(Rows from a collection)

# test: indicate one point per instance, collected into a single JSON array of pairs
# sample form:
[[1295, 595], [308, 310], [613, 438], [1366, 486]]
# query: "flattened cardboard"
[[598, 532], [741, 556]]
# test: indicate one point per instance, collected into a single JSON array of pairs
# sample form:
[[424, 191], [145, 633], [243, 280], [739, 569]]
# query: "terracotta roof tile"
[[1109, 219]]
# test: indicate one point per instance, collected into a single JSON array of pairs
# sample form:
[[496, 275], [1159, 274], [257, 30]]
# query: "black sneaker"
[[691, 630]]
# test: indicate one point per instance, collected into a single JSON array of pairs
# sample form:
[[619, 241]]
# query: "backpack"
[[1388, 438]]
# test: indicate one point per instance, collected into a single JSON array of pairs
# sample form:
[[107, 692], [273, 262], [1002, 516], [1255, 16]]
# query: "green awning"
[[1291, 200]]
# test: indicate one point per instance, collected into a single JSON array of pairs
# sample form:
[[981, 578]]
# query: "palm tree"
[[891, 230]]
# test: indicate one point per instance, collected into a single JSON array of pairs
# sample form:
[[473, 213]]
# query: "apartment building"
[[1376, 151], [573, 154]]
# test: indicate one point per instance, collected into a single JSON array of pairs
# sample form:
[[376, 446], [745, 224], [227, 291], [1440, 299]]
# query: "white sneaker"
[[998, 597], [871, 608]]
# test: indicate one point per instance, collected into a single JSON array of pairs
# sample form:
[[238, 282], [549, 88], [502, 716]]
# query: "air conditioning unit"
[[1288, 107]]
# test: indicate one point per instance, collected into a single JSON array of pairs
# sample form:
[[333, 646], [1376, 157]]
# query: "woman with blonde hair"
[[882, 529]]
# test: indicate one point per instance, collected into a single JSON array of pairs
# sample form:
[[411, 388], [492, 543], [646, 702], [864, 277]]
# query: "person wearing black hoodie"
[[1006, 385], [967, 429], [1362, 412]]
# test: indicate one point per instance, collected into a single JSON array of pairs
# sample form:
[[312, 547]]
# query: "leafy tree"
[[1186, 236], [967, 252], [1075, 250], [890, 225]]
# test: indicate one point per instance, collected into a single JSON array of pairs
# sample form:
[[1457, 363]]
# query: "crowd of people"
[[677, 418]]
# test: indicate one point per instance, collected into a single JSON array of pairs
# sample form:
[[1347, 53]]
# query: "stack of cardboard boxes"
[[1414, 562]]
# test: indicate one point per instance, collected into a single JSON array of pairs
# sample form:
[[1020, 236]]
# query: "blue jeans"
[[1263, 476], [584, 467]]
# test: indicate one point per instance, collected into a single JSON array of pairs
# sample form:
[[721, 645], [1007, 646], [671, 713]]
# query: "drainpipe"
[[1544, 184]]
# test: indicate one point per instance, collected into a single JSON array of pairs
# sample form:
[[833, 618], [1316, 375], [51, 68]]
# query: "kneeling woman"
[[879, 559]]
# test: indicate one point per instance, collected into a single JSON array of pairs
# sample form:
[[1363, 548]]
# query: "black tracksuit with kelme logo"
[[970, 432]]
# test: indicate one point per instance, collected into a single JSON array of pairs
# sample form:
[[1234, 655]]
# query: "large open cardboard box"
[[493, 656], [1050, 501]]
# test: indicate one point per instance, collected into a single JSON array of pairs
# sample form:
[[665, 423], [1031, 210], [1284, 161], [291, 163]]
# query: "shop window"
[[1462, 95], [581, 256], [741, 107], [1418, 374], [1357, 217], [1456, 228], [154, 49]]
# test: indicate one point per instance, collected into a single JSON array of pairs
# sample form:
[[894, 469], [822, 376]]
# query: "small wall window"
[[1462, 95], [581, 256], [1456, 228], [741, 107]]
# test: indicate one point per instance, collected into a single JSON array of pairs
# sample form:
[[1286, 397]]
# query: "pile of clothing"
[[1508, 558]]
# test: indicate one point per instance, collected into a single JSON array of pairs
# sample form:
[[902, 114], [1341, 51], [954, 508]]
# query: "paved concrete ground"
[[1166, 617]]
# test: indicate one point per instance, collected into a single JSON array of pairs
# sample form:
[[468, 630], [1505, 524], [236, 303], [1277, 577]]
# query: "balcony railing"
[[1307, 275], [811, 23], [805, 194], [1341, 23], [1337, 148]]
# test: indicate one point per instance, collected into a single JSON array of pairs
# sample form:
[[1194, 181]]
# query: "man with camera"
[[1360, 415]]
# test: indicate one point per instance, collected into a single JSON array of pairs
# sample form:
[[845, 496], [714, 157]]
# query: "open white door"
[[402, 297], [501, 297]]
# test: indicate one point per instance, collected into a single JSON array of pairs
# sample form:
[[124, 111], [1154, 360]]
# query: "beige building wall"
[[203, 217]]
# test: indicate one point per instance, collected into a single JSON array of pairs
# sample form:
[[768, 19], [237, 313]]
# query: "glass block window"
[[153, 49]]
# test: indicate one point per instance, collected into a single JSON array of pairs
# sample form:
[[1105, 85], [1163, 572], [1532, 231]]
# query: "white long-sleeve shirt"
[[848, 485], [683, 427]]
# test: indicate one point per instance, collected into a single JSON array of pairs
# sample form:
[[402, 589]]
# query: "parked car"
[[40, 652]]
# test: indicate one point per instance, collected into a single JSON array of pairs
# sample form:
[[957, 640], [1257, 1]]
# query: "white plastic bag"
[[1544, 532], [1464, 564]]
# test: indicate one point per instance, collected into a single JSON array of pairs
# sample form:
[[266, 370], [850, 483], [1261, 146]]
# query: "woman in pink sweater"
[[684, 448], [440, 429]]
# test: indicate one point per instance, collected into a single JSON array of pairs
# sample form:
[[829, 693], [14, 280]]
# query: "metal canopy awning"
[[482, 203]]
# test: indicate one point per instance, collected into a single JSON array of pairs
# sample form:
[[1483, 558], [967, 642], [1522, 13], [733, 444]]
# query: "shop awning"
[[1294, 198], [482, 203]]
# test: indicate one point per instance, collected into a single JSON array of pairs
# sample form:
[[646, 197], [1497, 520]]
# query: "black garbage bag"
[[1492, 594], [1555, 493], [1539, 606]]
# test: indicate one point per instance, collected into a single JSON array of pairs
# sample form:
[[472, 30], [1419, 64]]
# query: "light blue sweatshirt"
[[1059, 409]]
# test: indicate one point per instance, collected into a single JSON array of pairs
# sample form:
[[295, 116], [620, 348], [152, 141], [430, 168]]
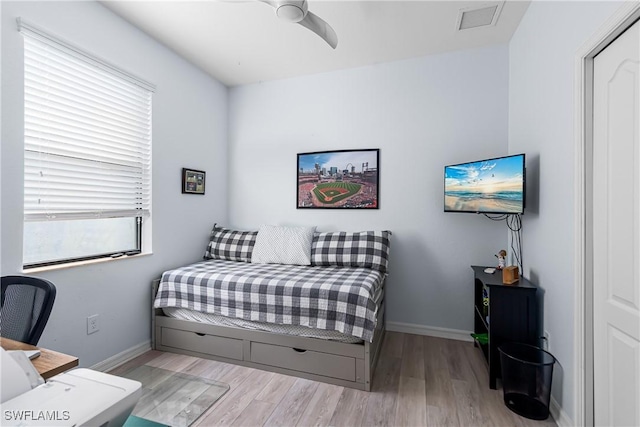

EXERCISE DIRECTIONS: Locate each line in the rows above that contains the string "awning", treating uppercase and lowercase as different, and copy every such line.

ANSWER TO THIS PROBLEM:
# query: "green awning"
# query: "metal canopy awning"
# query: "shop awning"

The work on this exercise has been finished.